[[ Excerpted data, beginning ]]
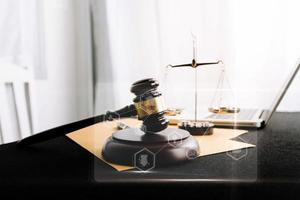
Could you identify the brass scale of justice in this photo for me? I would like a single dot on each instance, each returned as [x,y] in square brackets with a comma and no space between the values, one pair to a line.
[194,126]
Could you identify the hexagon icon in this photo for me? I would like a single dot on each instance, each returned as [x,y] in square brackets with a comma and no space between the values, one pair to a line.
[191,154]
[239,153]
[144,160]
[174,139]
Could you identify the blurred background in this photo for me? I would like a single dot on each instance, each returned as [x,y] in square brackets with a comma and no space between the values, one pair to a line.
[65,60]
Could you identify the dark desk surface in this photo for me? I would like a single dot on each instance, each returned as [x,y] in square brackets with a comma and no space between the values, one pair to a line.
[272,167]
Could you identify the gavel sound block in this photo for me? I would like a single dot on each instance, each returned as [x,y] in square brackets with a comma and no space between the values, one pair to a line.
[154,144]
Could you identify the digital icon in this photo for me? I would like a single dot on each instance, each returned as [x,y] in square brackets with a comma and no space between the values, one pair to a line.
[191,154]
[144,160]
[174,139]
[238,153]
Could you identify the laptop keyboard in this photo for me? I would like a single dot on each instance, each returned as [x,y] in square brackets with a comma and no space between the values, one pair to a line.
[246,114]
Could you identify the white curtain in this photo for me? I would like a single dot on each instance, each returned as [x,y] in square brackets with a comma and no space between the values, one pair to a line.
[257,40]
[20,36]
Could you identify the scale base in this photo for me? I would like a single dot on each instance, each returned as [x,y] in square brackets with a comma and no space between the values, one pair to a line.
[133,147]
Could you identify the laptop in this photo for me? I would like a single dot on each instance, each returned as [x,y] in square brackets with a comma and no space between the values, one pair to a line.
[251,118]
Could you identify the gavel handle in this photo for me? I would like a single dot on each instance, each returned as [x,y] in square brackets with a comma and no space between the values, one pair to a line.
[127,111]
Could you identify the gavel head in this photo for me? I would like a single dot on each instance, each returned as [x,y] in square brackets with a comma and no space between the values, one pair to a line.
[149,105]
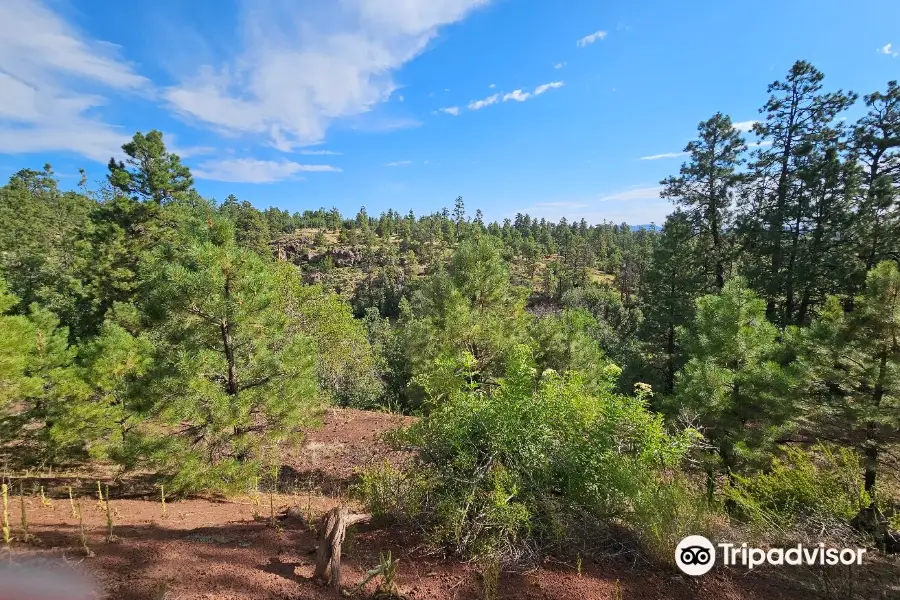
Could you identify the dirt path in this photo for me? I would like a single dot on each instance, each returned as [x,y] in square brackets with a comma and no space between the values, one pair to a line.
[[ Excerpted data, end ]]
[Work task] Retype, word for word, only the line holding "Could you identify the laptop in" and the lines after it through the final line of the listing above, and leave every picture out.

[Answer area]
Could you identify the laptop in this photo for me? I would like a single dot on each instance, each returned as [x,y] in square brackets with a comma and no space between the values, one pair to a line.
[251,118]
Could you identify the gavel handle in this photo for me? I would like a single dot on each instance, each returned as [x,y] in square brackets with a comma and no space between the values, one pair to a line.
[127,111]
Could you identify the gavel head in this photo for me? I would like a single dot on each instance, each returned as [x,y] in square brackets with a comma and no space between the values, one pair to a line.
[149,105]
Could you identify the dirt path in this photo for me? I would like a single dot on each instance, each returned as [x,y] in square brackets with a comma and no space between the values, one pair to a line.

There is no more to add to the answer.